## TASK REQUIREMENTS
1 > Check statements (a), (b) and (c) against the self-hosting post and answer yes or no for each, quoting the words from the post that settle it. (a) Adding a new service takes an hour or less. (b) Each service runs under the root user. (c) Updating an existing service takes hours.
2 > Carry the self-hosting post forward from its last sentence.

## PAGE TEXT
%%
It took me some time initially to figure things out and I had to learn some things. But now it's a breeze. Once I had reverse proxy and automatic certificate renewal in place it has been working ever since then without me having to do anything. Adding a new service like Immisch or Jellyfin takes me an hour or less. Which can be quicker, but I adjust every docker compose to my setup and make it more secure. E.g. I create a new non-root user for each service. Basically I have the whole setup figured out; I have notes and checklists for the new services I add. I don't need to figure out things anymore and in 95% of the cases things just work.

Updating existing services takes minutes: just increment the version in the compose file and rebuild.
%%
## DATA ENTRIES
%%
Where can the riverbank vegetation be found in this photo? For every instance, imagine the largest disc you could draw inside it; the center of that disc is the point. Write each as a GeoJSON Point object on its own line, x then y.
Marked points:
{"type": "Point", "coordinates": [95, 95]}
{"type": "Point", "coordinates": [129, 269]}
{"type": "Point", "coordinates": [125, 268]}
%%
## RESULTS
1 >
(a) Yes: "Adding a new service like Immisch or Jellyfin takes me an hour or less."
(b) No: "I create a new non-root user for each service."
(c) No: "Updating existing services takes minutes"

2 >
For my setup, I use macvlan as opposed to the default docker bridge network. So, the `ports: - "8000:5000"` docker compose config is being ignored. Instead, each docker container gets its own unique IP and MAC address I assign to it. It can then use any port it wants. Thanks to this, on my home network, I can access any container I want by IP. And any container can access any other container. I then add some restrictions for security purposes on the host machine using nftables.

For reverse proxy, I use Nginx Proxy Manager which is a simplified GUI around Nginx. I'm slowly moving to just using Nginx.

For the database, I run multiple instances of Postgres and MySQL and I don't see any issues. They take an insignificant amount of resources compared to the applications. If the application is not in use, its database instance is not being used as well.